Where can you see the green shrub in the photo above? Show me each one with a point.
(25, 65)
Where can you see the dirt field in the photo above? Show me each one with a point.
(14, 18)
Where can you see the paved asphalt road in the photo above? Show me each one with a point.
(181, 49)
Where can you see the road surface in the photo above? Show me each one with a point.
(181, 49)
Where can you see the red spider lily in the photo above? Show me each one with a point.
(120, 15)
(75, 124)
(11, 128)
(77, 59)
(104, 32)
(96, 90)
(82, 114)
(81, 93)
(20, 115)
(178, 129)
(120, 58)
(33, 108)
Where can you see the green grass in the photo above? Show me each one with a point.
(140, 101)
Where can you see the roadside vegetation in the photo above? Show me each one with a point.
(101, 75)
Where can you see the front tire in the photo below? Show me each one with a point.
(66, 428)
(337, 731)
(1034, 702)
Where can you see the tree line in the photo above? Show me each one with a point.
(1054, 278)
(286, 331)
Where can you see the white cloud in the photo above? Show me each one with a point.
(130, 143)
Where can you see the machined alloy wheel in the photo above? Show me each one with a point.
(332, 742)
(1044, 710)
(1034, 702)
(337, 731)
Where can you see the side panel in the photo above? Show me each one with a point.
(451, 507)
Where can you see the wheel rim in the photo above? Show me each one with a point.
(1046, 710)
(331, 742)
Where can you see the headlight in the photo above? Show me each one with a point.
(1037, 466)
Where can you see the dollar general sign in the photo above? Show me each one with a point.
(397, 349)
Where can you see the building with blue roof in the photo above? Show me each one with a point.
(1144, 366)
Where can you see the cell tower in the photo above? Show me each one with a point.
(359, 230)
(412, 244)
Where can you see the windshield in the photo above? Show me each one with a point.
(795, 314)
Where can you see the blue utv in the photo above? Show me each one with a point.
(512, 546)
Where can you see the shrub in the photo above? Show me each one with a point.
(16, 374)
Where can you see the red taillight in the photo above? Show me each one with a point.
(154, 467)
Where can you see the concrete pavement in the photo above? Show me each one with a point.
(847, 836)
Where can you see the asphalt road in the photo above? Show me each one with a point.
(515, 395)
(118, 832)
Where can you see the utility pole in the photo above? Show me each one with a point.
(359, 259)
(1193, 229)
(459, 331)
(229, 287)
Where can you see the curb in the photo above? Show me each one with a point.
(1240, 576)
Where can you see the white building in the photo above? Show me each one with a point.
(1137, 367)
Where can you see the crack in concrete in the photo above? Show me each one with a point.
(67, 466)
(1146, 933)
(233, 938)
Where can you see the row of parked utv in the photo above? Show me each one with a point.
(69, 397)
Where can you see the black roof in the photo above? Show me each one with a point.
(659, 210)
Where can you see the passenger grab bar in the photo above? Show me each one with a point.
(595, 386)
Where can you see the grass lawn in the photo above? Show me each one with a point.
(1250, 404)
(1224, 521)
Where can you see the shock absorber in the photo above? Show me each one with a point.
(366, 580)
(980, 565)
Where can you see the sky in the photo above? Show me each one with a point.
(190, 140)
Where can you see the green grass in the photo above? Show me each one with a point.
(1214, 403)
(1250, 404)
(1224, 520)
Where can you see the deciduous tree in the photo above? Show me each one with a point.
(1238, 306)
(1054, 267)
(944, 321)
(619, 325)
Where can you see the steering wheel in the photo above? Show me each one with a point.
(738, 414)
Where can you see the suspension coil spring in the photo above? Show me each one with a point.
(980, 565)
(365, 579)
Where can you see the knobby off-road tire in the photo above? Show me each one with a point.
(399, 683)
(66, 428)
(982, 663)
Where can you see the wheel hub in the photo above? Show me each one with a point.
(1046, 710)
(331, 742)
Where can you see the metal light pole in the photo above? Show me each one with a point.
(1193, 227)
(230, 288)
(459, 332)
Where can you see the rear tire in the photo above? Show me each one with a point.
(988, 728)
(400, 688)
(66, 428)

──────────────────────────────

What the task requires:
Reproduce only the part of the rows that opens with the line containing "Where can you see the paved" and closes with the line containing "(1037, 466)", both included, keeping the requests unchanged. Multiply every coordinate in the answers by 0.8 and round each result to a whole number, rounding halves up.

Output for this exercise:
Where can you see the paved asphalt road in the photo above? Show me each one with a point.
(145, 39)
Where can you see the road surface in the photo above? Show me each one with a point.
(145, 39)
Where can you see the red spider lily in the photo above? Show me each one with a point.
(96, 12)
(60, 99)
(9, 102)
(62, 47)
(83, 26)
(77, 72)
(66, 91)
(65, 74)
(16, 92)
(142, 103)
(96, 46)
(26, 86)
Where can you see the green grass in the photo above? Show me each one with a point.
(112, 81)
Where can you see the roadside vegetation in the photo above? Show me each one with a point.
(81, 60)
Where can you see the front tire in the photo below? Show me each one with a point.
(53, 342)
(270, 585)
(827, 562)
Where can you see the tree line in the photo above? Show me each one with a point.
(843, 222)
(229, 265)
Where can you see the white cloud in the photo above? Show me each one with a point.
(104, 114)
Where can you see the machined alloy wheel in the photo above? Show me each one with a point.
(266, 594)
(835, 568)
(827, 562)
(270, 585)
Where can you see the side panel in the photo above? Show me each one with a point.
(361, 406)
Where can you see the wheel rim in the photo above? Show me each one with a point.
(837, 568)
(265, 594)
Where can you see the headlight in the photo above? Show me each one with a point.
(830, 373)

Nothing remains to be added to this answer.